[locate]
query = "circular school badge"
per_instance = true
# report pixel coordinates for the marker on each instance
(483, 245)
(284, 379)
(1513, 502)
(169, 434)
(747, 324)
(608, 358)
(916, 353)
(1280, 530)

☆ ☆ ☆ ☆

▶ _Your instructions_
Please copy every line of the items above, requests included. Multiply each coordinate in the answers by 2.5 and round it to a whole number, rounding halves up.

▶ _The result_
[locate]
query = "circular school badge"
per_instance = true
# report pixel coordinates for the marker on each instance
(1208, 613)
(710, 948)
(3783, 1255)
(423, 1085)
(1868, 810)
(1520, 895)
(2290, 883)
(3200, 1325)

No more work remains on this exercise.